__What to work on__:
(A) Reproduce the part of the article on the bar fight coverage case that opens with the words containing "In State Farm" and closes with "a bar fight.", substituting "tavern brawl" for "bar fight".
(B) Carry the article on the bar fight coverage case forward, starting after its last sentence.

__Document passage__:
--------------------------------------------------

Beating a Person Unconscious Is an Intentional Act

No Coverage for Bar Room Attack

I have, until I was blue in the face, reminded my readers that liability insurance only applies to fortuitous events – there must be an accident, an occurrence, an injury without intent to cause the injury – for insurance to apply. Regardless, injured people and their lawyers attempt to gain insurance proceeds by artfully pleading a complaint in an attempt to make an intentional act into an accident.

In State Farm Fire and Casualty Company v. Massi, 2016 WL 3014890, United States District Court, E.D. Pennsylvania, Civil Action No. 16-00169 (05/25/2016) the USDC for the Eastern District of Pennsylvania was asked by State Farm Fire and Casualty Company (“State Farm”) to declare that it has no duty to defend or indemnify Mark Massi (“Massi”) in an underlying lawsuit stemming from Massi’s alleged involvement in a bar fight.


Ronald Mannon (“Mannon”) sued Massi alleging that Massi violently assaulted and injured Mannon at “R.P. McMurphy’s” in Holmes, Pennsylvania. Mannon’s complaint alleges that Massi was “visibly intoxicated and acting in a violent, uncivilized, unruly and inappropriate manner.” Before assaulting Mannon, Massi was purportedly involved in multiple verbal and physical confrontations with other bar patrons. At approximately 1:33 a.m., security asked Massi to deescalate “an altercation with other patrons inside [the bar].” Massi  punched Mannon in the face and knocked him unconscious. Mannon also alleges that adding to the injury Massi struck him “in the face with a billiard ball.”

Mannon’s complaint includes causes of action against Massi for negligence (Count I) and assault and battery (Count II). Mannon’s negligence claim alleges that his injuries “were caused solely by the intentional act of [Massi] combined with the[ ] carelessness and negligence of [Massi]….” Within the same count, Mannon includes a number of causal allegations with the prefatory phrase: “As a result of the negligent, careless, reckless, malicious and/or violent actions of [Massi]….”

The assault and battery claims allege that Massi “unlawfully, willfully, maliciously and with force and arms assaulted [Mannon] and…unlawfully, willfully, maliciously, wrongfully and offensively stricken [sic] [Mannon] in the face with a billiard ball….” Also included are claims against the bar which contend, in relevant part, that it provided alcohol to Massi when he was “visibly intoxicated” and “present[ing] an[ ] unreasonable danger of hazard to [himself], members of the public and other patrons….”

When the alleged incident occurred, Massi was insured under a homeowner’s policy issued by State Farm. The policy defined “Occurrence as, among other things, “an accident….”

State Farm is currently defending Massi in the underlying suit pursuant to a reservation of rights.

--------------------------------------------------

__Excerpted data__:

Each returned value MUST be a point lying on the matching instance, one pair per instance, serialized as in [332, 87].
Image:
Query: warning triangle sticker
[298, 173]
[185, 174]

--------------------------------------------------

__Results of the exercise__:
(A)
In State Farm Fire and Casualty Company v. Massi, 2016 WL 3014890, United States District Court, E.D. Pennsylvania, Civil Action No. 16-00169 (05/25/2016) the USDC for the Eastern District of Pennsylvania was asked by State Farm Fire and Casualty Company (“State Farm”) to declare that it has no duty to defend or indemnify Mark Massi (“Massi”) in an underlying lawsuit stemming from Massi’s alleged involvement in a tavern brawl.

(B)
It is axiomatic that the duty to defend is broader than the duty to indemnify. Accordingly, “there is no duty to indemnify if there is no duty to defend.” In determining whether State Farm owes a duty to defend Massi in the underlying lawsuit, the Court must examine the allegations in Mannon’s complaint and the language of the State Farm policy.

If the complaint comprehends an injury which may be within the scope of the policy, the company must defend the insured until the insurer can confine the claim to a recovery that the policy does not cover. It is the substance, not the form, of the allegations that is the focus of the coverage inquiry.

The Pennsylvania Supreme Court has defined “accident” within an insurance policy as an unexpected and undesirable event occurring unintentionally, and that the key term in the definition of the ‘accident’ is ‘unexpected’ which implies a degree of fortuity. Qualifying something as an accident, therefore, depends on both the degree of foreseeability and the state of mind of the actor in intending the result. Conduct is not “accidental” if the resulting injury was the natural and expected result of the insured’s actions.

Neither party disputes that Mannon’s injuries were the foreseeable consequence of Massi’s actions. If the allegations establish that Massi lacked the ability to formulate intent, if he was incompetent as a result of alcoholic intoxication, the resulting act cannot be intentional. The mere fact that Massi was intoxicated, however, does not mean his actions should be automatically classified as accidental. Massi’s level of intoxication would have to be so severe that a court could find that [he] did not intend the natural and probable consequences of his actions. Of course, since he intentionally became intoxicated, the natural and probable consequence of the intoxication is that he would cause injury just as the intentional act of driving while intoxicated will naturally and probably cause injury to third parties.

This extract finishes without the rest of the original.